>> BEGIN Given passage

It's better to have a multi Rail PSU;  Providing the PCI-E Rails support the minimum per rail that each card needs (actualy needs, not "recomended").  

@ NIKO084; Hey looks like you've been doing some research,  good deal.  You've about got this PSU thing figured out!!!  
So, Niko, what PSU are you going to get?


----------



## niko084 (Feb 15, 2007)

Namslas90 said:


> It's better to have a multi Rail PSU;  Providing the PCI-E Rails support the minimum per rail that each card needs (actualy needs, not "recomended").
> 
> @ NIKO084; Hey looks like you've been doing some research,  good deal.  You've about got this PSU thing figured out!!!
> So, Niko, what PSU are you going to get?



Silverstone ST60F 48amps on 12 Volt 

It's works right into what I planned on spending-
LIAN LI PC-61 USB
ASUS P5B
ATI x1950pro 256mb
Silverstone ST60F
Intel e6300
Corsair XMS2 DDR675 2 gigs 1024x2

I think after this system for a bit, if I decide I want something more again, I'll end up getting another case I was looking at also a Lian Li and might just go dual power supplies if I feel the need.

>> END Given passage

### Tasks to perform
1) Using the PSU thread, answer these:
(a) Which power supply does niko084 pick, and how many amps does it give on 12 volts?
(b) Which motherboard is listed for the planned system?
(c) What does niko084 say he might do later if he wants something more?
2) For each statement, say yes or no to whether the PSU thread agrees with it:
(a) Namslas90 says a single-rail PSU is the better choice.
(b) The planned system has 2 gigs of Corsair memory.
(c) The graphics card in the planned system has 512 MB.

>> BEGIN Data section

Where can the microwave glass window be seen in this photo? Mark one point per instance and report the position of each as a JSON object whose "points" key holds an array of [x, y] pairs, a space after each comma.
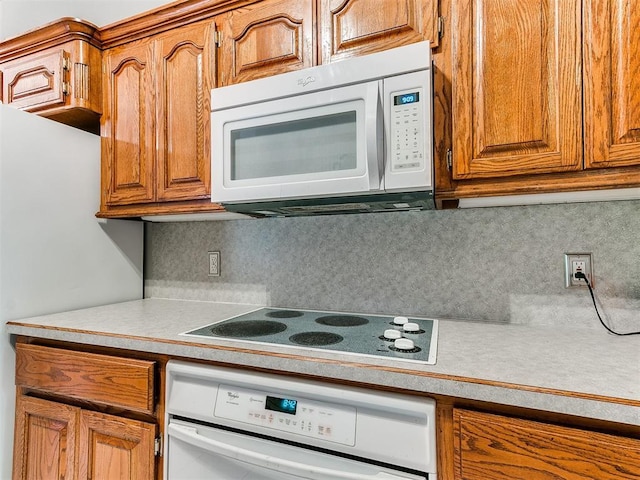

>> END Data section

### Task responses
1)
(a) The Silverstone ST60F, with 48 amps on 12 volts.
(b) The ASUS P5B.
(c) He might get another case, also a Lian Li, and might go with dual power supplies.

2)
(a) No: "It's better to have a multi Rail PSU"
(b) Yes: "Corsair XMS2 DDR675 2 gigs 1024x2"
(c) No: "ATI x1950pro 256mb"